▸ To do
Starting at the line where "airplane on this basis." occurs, reproduce each line through the end of the entries below exactly. Omit every picture.

Stored data entries:
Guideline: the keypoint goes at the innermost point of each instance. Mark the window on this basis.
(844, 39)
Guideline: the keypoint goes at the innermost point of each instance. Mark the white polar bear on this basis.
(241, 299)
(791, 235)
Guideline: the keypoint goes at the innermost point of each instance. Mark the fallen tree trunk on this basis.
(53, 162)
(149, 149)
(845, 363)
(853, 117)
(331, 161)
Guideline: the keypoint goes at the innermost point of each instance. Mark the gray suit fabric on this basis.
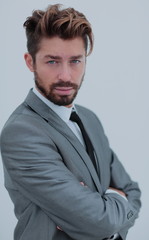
(44, 164)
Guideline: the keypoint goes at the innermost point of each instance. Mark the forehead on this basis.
(59, 47)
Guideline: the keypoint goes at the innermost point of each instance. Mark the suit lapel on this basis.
(56, 122)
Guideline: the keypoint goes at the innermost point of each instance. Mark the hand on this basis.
(119, 191)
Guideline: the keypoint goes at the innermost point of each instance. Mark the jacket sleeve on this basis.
(121, 180)
(39, 173)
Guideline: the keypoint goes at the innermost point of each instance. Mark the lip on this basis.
(64, 90)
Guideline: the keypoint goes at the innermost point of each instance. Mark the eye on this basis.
(76, 61)
(52, 62)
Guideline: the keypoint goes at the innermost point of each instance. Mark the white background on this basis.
(115, 87)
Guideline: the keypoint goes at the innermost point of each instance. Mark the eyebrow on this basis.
(60, 58)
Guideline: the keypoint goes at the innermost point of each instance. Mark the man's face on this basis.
(59, 69)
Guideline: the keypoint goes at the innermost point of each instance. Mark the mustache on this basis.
(64, 84)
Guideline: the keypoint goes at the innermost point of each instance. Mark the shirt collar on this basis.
(63, 112)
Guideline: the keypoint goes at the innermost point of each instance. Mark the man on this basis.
(63, 178)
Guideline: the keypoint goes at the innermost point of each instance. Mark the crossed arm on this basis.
(42, 177)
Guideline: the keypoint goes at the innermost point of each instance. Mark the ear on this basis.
(29, 61)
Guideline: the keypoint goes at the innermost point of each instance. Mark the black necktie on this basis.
(89, 147)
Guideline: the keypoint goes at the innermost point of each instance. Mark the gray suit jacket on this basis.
(44, 164)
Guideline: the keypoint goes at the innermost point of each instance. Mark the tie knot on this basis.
(74, 117)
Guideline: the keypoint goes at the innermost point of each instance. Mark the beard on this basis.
(61, 100)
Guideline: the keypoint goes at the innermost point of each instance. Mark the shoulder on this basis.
(88, 114)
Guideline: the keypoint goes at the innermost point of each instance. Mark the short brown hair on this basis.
(64, 23)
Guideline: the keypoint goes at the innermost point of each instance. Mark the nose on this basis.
(64, 72)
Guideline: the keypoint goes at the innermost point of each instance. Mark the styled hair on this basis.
(64, 23)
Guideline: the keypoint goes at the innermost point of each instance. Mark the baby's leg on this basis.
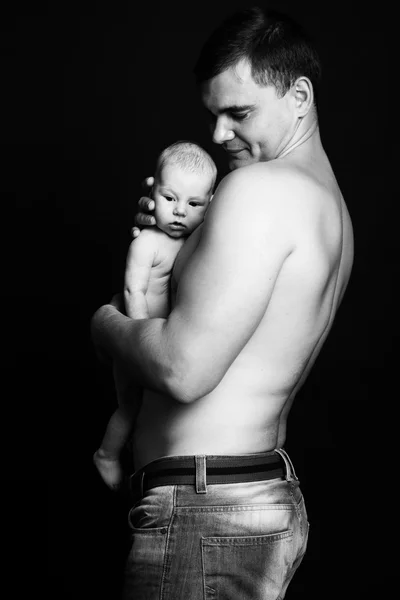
(119, 428)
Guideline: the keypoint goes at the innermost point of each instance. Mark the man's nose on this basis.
(222, 132)
(180, 209)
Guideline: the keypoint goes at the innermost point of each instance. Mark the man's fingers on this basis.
(148, 182)
(146, 220)
(146, 204)
(135, 231)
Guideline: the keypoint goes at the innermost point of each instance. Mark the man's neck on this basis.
(306, 129)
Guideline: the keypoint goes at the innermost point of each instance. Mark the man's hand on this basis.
(144, 218)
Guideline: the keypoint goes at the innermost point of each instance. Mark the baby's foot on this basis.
(109, 469)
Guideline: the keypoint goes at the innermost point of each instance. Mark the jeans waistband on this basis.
(200, 470)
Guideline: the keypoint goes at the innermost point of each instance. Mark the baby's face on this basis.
(181, 200)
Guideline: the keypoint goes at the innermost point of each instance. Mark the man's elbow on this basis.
(188, 387)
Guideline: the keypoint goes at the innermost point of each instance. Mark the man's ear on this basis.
(303, 94)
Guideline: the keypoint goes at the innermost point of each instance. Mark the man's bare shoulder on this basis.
(265, 188)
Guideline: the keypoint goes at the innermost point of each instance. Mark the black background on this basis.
(91, 92)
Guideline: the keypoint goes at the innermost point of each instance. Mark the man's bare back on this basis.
(247, 411)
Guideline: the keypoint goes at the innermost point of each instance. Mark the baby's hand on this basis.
(146, 204)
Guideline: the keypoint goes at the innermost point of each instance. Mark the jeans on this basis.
(236, 541)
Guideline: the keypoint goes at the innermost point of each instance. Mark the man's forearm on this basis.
(138, 343)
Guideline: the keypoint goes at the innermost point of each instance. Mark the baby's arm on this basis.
(140, 259)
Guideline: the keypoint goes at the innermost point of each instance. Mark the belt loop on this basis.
(288, 464)
(201, 474)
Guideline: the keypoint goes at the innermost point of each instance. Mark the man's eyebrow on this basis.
(233, 108)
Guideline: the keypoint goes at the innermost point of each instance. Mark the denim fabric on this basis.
(240, 541)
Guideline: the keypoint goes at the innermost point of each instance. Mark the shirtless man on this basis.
(219, 511)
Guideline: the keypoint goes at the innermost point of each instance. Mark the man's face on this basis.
(181, 200)
(250, 121)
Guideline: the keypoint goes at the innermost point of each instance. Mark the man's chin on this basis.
(240, 160)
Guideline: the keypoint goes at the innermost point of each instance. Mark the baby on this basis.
(183, 186)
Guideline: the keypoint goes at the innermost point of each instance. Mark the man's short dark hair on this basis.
(277, 48)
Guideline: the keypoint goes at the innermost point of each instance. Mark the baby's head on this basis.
(183, 187)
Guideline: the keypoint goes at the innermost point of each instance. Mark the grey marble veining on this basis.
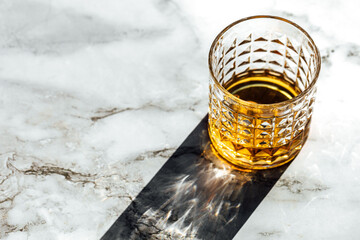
(95, 96)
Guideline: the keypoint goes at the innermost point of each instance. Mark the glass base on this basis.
(253, 162)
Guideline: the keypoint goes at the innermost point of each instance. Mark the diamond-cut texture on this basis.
(274, 127)
(276, 52)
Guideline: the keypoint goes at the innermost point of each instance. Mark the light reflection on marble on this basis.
(96, 95)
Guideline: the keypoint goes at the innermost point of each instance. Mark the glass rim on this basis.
(261, 105)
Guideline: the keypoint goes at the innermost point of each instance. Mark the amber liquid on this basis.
(248, 146)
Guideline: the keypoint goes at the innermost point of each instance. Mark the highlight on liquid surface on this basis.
(262, 88)
(243, 140)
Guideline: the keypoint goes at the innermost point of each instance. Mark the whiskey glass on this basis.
(274, 64)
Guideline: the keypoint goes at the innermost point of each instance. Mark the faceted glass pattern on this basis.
(261, 136)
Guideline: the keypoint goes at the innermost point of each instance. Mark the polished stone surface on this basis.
(97, 95)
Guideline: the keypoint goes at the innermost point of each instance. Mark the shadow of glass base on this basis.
(195, 195)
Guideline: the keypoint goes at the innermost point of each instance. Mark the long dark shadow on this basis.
(195, 195)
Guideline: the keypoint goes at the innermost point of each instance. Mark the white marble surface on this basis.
(96, 95)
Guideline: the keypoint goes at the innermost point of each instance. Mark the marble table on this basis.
(97, 95)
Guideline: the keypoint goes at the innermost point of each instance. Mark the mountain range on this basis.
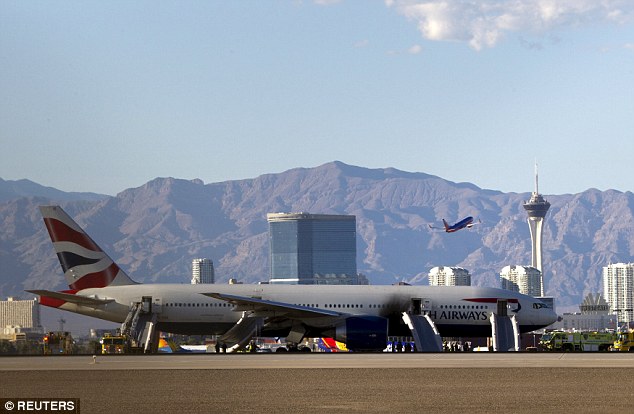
(154, 231)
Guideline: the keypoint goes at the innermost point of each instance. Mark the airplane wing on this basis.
(277, 308)
(67, 297)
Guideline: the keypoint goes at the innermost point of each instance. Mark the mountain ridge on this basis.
(155, 230)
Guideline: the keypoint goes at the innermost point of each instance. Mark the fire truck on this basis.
(118, 343)
(577, 341)
(624, 341)
(58, 343)
(114, 344)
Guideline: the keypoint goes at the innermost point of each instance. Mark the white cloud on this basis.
(414, 50)
(484, 23)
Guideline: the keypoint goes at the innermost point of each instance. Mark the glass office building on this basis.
(312, 248)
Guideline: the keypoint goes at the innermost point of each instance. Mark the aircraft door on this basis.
(146, 304)
(503, 306)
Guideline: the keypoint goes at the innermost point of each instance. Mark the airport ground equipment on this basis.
(505, 333)
(242, 332)
(424, 332)
(624, 341)
(139, 328)
(114, 344)
(577, 341)
(58, 343)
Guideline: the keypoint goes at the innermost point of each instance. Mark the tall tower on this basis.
(537, 207)
(203, 271)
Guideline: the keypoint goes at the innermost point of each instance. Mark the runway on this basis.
(312, 383)
(320, 360)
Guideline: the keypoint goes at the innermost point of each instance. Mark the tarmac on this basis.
(311, 383)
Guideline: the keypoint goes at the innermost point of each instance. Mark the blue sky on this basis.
(104, 96)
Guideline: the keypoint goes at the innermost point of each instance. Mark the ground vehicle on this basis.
(624, 341)
(577, 341)
(56, 343)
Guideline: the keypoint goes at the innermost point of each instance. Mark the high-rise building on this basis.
(522, 279)
(20, 313)
(449, 276)
(594, 315)
(618, 290)
(537, 207)
(202, 271)
(312, 248)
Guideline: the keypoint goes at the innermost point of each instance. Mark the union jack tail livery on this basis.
(84, 264)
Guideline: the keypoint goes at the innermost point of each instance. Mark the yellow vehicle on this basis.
(577, 341)
(114, 344)
(624, 341)
(58, 343)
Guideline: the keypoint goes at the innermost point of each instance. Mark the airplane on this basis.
(466, 222)
(360, 316)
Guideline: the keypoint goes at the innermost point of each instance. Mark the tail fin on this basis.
(84, 264)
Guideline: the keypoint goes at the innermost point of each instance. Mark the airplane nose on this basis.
(551, 316)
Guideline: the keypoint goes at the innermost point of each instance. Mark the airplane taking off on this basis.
(360, 316)
(466, 222)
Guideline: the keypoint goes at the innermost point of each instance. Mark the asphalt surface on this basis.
(310, 383)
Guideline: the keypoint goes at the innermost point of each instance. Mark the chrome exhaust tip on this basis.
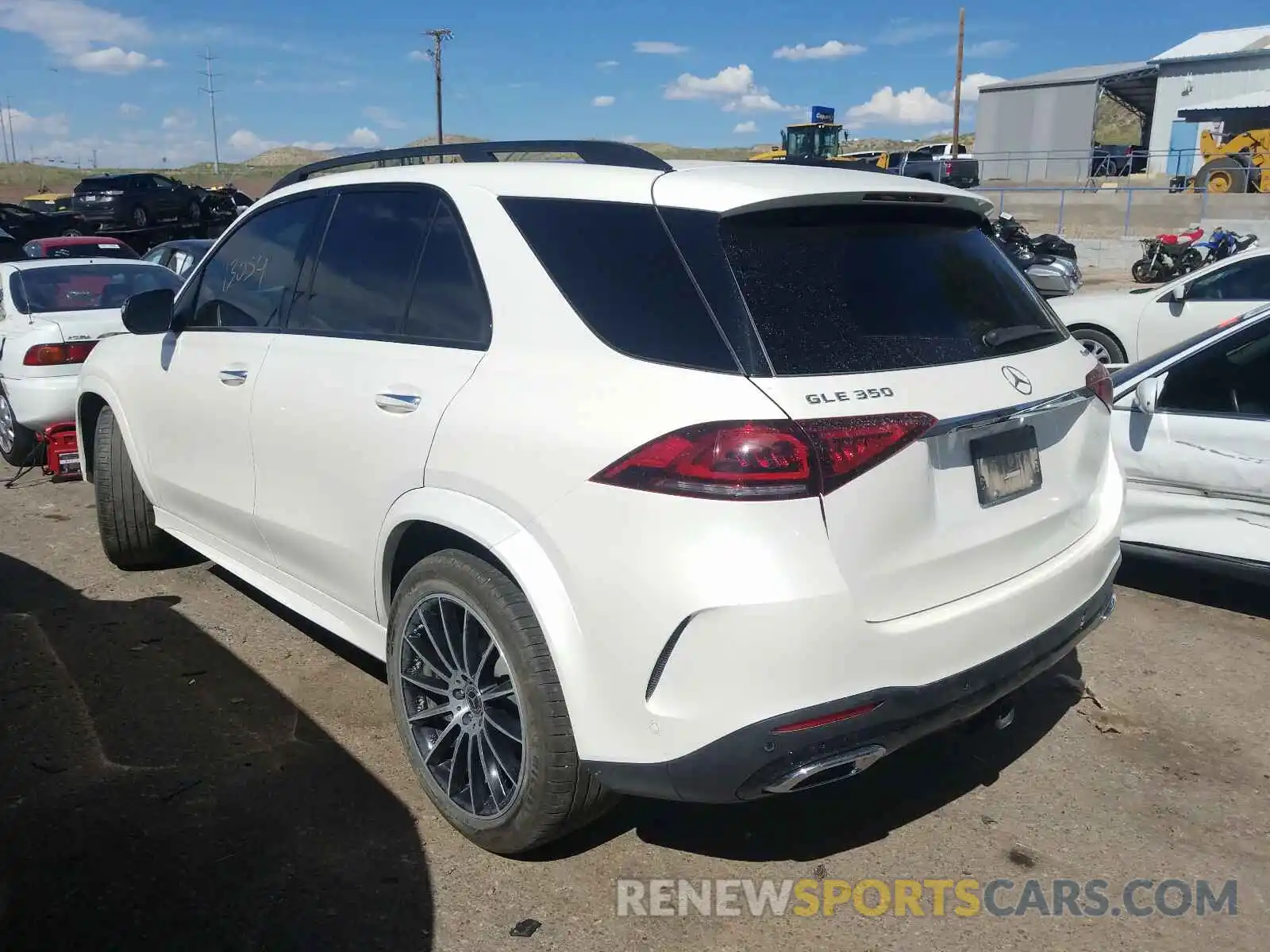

▸ Response
Guideline: the keypoint goes at the innermost point of each instance. Mark the airplane on this basis.
(466, 222)
(360, 316)
Guideline: the keypoint goes at the innermost point of each instance. Mark the tail fin on this basis.
(84, 264)
Guideline: the keypoint goes at the innermost point of each instance. Mark the airplane nose on this basis.
(551, 316)
Guideline: the keypoint goes at the innermost point of each instance. Mark the airplane taking off on this basis.
(360, 316)
(466, 222)
Guideline: the keypoint goes at the innermost point of each instance. Mark the asphalt surface on this basis.
(310, 383)
Guideline: the keypoint goes at the innermost point of each instance. Mark the chrome exhaust tip on this basis.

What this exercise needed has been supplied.